▸ Required action
A single number is needed: how many lines of the data hold the word "brass".

■ ■ ■ ■ ■ ■ ■

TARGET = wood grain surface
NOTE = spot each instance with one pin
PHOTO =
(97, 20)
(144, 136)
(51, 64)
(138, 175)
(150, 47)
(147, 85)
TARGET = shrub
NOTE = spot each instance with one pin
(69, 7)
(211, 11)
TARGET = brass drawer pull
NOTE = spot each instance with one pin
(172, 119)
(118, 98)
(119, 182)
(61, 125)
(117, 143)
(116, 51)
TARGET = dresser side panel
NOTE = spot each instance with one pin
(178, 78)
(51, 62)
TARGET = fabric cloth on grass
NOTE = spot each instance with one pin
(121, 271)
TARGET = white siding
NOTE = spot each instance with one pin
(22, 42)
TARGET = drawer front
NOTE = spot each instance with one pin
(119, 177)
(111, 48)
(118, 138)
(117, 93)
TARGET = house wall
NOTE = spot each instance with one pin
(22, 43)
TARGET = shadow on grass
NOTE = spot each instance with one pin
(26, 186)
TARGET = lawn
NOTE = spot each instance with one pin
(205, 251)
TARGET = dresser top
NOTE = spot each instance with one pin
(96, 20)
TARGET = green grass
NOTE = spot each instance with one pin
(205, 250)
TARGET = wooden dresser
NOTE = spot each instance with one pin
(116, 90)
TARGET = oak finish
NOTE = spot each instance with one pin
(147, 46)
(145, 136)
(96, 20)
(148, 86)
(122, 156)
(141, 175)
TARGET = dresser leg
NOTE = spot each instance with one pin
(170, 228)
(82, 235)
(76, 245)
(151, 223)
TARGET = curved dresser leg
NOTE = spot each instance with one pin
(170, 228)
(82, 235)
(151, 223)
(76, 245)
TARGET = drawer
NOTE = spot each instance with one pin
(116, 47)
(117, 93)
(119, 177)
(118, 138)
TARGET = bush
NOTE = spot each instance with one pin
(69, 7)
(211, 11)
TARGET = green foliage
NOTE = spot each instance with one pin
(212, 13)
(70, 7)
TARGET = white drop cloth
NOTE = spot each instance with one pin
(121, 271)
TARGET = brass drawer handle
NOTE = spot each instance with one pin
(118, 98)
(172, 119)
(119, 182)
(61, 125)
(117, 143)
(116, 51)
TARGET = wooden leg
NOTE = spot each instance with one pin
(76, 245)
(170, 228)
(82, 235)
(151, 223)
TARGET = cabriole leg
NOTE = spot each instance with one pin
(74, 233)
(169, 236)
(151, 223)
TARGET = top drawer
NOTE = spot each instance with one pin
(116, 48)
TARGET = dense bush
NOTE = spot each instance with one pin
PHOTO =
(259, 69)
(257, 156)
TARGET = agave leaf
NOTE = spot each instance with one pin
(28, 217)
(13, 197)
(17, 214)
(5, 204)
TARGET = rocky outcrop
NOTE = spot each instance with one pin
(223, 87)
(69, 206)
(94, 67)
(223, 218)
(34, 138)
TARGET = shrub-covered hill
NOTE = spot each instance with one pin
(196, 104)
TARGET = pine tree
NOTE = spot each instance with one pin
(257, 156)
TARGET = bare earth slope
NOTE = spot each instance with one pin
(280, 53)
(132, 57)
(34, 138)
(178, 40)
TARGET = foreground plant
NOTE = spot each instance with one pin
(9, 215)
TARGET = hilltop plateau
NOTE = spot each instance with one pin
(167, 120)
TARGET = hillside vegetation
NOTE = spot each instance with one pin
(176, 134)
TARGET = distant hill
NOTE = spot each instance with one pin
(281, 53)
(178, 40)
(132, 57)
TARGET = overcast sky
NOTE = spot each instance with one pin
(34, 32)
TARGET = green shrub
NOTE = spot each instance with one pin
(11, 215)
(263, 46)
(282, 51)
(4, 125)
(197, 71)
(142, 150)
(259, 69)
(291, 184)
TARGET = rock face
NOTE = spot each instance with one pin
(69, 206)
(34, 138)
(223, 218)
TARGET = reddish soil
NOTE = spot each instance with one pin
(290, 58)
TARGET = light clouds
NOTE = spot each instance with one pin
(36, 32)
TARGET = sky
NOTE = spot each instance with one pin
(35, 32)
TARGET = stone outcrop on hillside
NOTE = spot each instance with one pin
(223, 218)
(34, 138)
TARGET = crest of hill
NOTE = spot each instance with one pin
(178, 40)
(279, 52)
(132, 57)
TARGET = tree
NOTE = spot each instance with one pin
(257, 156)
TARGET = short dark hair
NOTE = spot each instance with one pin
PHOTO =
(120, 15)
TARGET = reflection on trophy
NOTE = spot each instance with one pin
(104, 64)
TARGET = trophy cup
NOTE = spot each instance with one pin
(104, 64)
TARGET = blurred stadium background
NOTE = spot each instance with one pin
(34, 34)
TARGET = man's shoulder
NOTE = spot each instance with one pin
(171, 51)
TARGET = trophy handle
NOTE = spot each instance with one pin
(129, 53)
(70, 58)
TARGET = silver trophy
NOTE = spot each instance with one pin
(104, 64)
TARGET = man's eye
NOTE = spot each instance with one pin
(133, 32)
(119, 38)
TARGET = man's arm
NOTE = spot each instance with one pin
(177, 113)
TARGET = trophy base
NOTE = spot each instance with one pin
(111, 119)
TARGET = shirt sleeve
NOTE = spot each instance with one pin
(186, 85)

■ ■ ■ ■ ■ ■ ■

▸ Response to the task
2